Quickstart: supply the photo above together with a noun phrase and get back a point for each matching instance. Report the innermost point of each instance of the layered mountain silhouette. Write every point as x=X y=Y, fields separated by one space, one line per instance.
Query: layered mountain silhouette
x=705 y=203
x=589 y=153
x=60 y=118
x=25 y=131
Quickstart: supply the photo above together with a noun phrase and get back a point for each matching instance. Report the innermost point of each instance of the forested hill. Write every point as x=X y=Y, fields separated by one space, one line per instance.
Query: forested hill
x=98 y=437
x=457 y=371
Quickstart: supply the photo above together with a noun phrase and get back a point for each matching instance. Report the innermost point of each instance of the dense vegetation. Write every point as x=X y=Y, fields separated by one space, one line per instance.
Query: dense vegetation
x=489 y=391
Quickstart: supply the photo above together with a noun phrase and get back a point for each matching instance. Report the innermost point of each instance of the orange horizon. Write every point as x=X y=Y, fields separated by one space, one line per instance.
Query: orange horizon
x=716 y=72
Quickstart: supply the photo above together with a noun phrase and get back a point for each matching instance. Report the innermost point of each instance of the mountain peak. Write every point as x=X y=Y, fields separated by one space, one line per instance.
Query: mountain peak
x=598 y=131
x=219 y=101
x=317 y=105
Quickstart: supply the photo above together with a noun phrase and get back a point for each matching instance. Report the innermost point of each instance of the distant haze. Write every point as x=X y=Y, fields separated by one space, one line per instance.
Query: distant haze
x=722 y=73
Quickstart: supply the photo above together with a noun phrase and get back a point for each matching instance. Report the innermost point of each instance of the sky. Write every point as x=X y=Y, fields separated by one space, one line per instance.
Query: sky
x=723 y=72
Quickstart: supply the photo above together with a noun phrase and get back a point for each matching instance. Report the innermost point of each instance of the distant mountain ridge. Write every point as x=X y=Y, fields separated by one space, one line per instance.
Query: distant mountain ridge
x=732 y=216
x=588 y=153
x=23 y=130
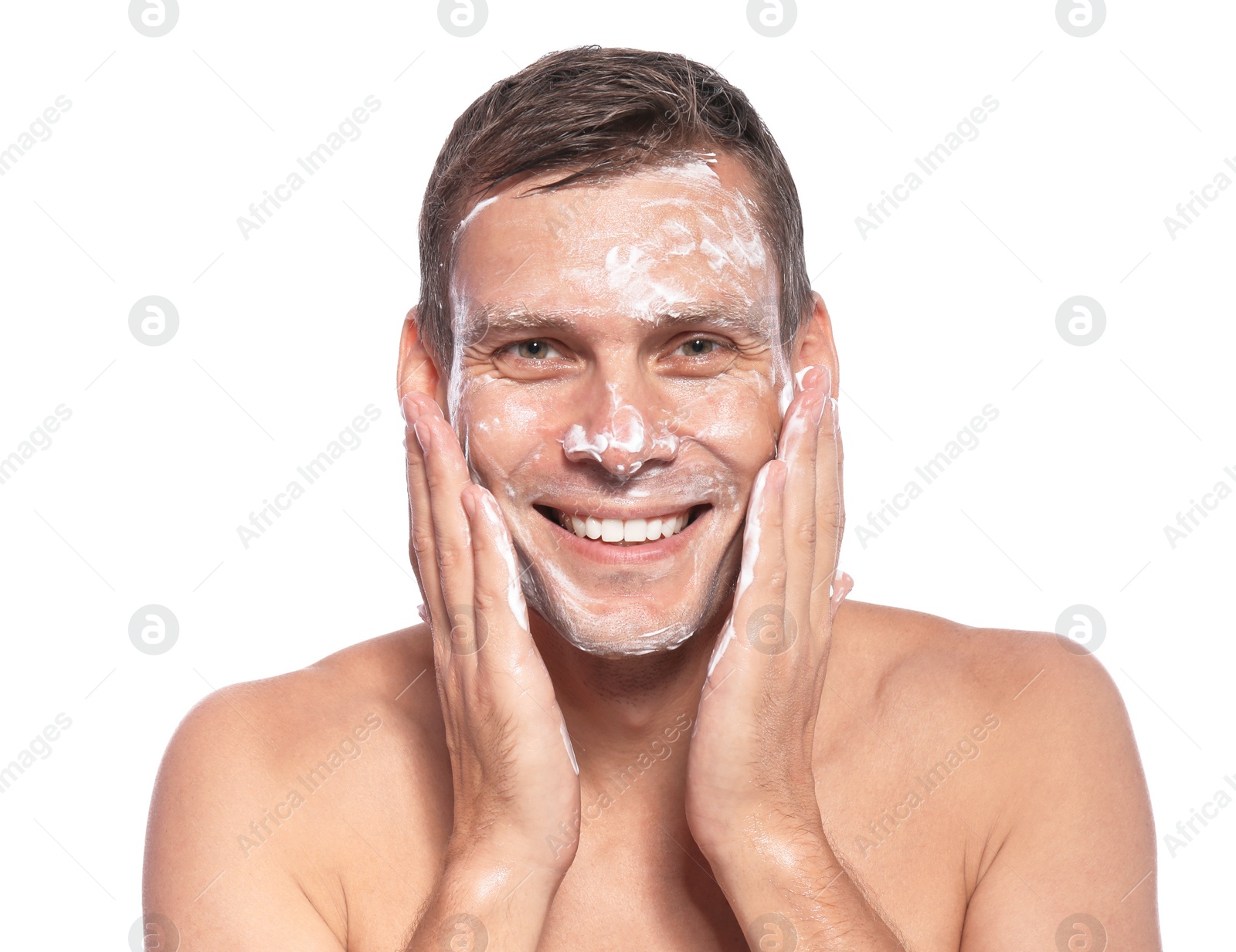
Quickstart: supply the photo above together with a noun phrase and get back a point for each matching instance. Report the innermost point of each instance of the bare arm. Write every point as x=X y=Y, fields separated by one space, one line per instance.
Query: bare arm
═══
* _EXERCISE OBJECTIVE_
Copy everything from the start of the data down to the line containing "x=489 y=391", both ends included, with the requests kept unchanged. In the answers only, multiply each x and y coordinate by 0.65 and round it to a whole number, with halves rounded up.

* _FINAL ANSWER_
Quickstart: supply the photo above together with a noun phrase and get back a point for each matching instance. Report the innermost point of each instance of the layered mountain silhouette. Write every point as x=X y=Y, fields separated by one space, one line per instance.
Query: layered mountain silhouette
x=458 y=132
x=383 y=99
x=39 y=77
x=16 y=85
Quickstart: supply the photo above together with a noun phrase and get back a point for each matching instance. Report the innermost point of each instance of the forested hill. Write every point as x=X y=Y, fields separated by one space, one line per instance.
Query: forested hill
x=64 y=284
x=297 y=241
Quickstart: supply the photo above together with a noun phrase and get back a point for each matching instance. Report the innermost point of each instance of the dense vegetation. Write every point as x=X y=Y, fields separated by one space, one line per instance.
Query: dense vegetation
x=318 y=254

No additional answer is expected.